| Exercise description |
Write out the material again from the line with "Reviewer note: confirm that each instance of the canal" to the line with "Reviewer note: confirm that each instance of the river in", swapping "tab character" for "comma" and leaving everything else unchanged.

| Material for this task |
* * * *

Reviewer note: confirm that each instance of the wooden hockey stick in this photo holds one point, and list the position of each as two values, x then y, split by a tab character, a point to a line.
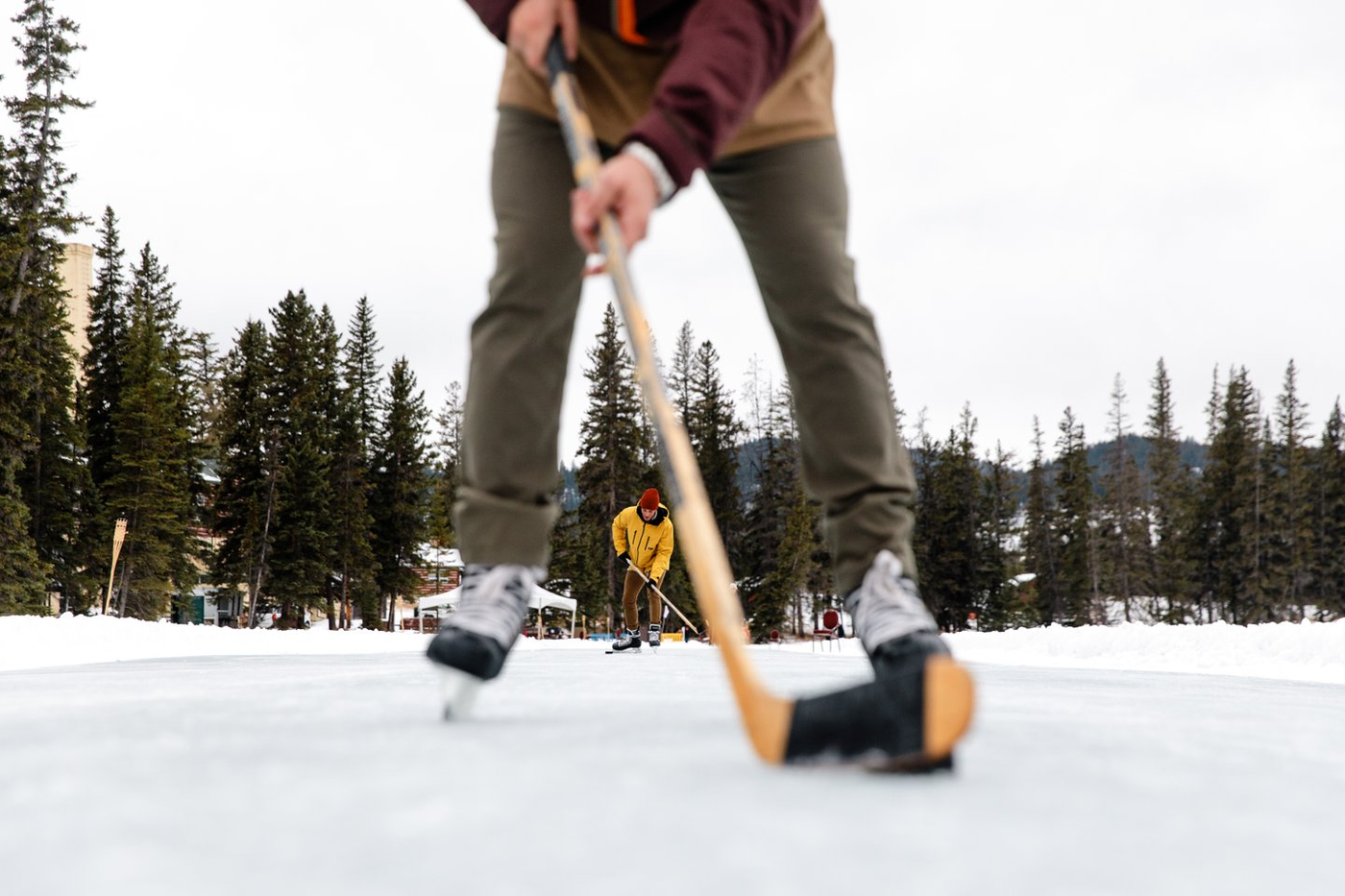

* * * *

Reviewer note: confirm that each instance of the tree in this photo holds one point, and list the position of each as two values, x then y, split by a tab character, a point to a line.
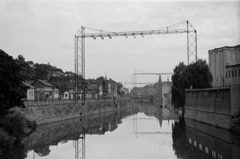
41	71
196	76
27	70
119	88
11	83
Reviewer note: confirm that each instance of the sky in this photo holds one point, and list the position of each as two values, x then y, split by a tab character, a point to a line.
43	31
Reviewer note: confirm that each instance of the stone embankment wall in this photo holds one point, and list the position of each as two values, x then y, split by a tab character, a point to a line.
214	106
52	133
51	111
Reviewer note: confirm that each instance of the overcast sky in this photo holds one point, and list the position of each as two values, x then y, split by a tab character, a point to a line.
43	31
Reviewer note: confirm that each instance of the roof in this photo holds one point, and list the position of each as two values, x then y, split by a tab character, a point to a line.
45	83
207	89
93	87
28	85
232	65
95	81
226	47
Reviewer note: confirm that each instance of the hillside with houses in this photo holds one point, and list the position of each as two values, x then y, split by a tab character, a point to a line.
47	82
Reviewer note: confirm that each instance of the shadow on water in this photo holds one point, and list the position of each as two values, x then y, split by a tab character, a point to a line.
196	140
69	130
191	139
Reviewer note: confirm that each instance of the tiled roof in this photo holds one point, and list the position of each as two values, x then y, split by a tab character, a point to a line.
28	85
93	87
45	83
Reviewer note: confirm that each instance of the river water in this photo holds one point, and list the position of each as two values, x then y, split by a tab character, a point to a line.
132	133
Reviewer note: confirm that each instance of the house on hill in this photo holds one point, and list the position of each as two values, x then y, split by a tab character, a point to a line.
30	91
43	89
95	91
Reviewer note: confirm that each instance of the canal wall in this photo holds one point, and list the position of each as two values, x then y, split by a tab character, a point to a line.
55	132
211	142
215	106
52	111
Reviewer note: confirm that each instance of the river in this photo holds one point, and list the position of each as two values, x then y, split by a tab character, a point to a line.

* * * *

| Task answer |
Reviewer note: confirm that each instance of the canal wall in this photo holds one point, and list the position of each as two values, x then y, split by a comma, a point to a line.
55	132
211	142
215	106
52	111
Reviewer note: confirm that each instance of the river in this photo holds one point, and list the position of each as two values, x then y, split by a comma, a point to a line.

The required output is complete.